■ AIM
List each distinct username that heads a post in the forum thread below, naming each only once.

■ ARTICLE
+===+

Start here: http://www.adobe.com/print/main.html


----------



## Natobasso (Jun 23, 2004)

RacerX said:
			
		

> Further, after Adobe didn't make Distiller Mac OS X native in Acrobat 5, I started using Stone Design's PStill for all my distilling needs. I've had a few cases where Create with PStill handled an EPS better than Photoshop 7 on my system.



Of course you have to shell out for Adobe CS, but when you do you no longer need distiller; you simply save or export to pdf or you can also "save as pdf" in your print dialogue box.

I used Quark for 9 years and InDesign for the past 2 months, and I have to say sayonara to Quark; I don't need you anymore! Their service sucks major butt too.


----------



## Natobasso (Jun 23, 2004)

Randman said:
			
		

> If you're going to write, you're better off with Office, or even TextEdit, than InDesign. And are you talking about diagrams and such? I'd suggest Illustrator for that. InDesign is best as a graphic design program.



Those programs are great for raw text, but you're stuck between a rock and a hard place when you want it to actually LOOK produced. Any printer I have ever talked to, once your manuscript is ready for print, would rather drink acid than print from a Microsoft page layout program.


----------



## chabig (Jun 23, 2004)

I used Adobe's InDesign Classroom in a Book and found it to be EXCELLENT!

Chris


----------



## bootedbear (Jun 24, 2004)

Major help guys! Thanks.


----------

+===+

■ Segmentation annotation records
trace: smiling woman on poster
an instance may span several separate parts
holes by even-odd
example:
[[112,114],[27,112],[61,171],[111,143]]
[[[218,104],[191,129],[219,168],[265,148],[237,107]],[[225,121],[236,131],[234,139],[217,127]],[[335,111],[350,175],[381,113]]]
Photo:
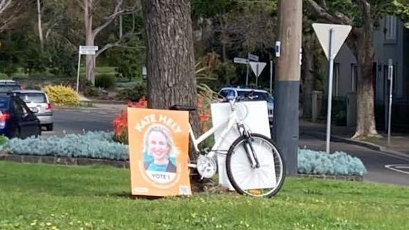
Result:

+===+

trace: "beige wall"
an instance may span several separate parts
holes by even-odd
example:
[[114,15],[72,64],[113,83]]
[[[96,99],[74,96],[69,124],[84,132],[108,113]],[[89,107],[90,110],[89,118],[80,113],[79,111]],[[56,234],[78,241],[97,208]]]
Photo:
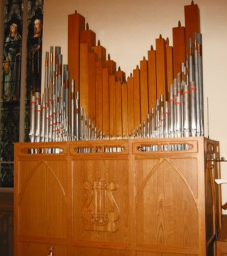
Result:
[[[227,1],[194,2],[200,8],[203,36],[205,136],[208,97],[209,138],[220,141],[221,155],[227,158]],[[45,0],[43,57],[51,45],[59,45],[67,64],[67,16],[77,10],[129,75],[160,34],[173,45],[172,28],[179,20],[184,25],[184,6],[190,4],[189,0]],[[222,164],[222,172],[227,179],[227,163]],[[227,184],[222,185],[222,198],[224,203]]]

+===+

■ RESULT BELOW
Natobasso, chabig, bootedbear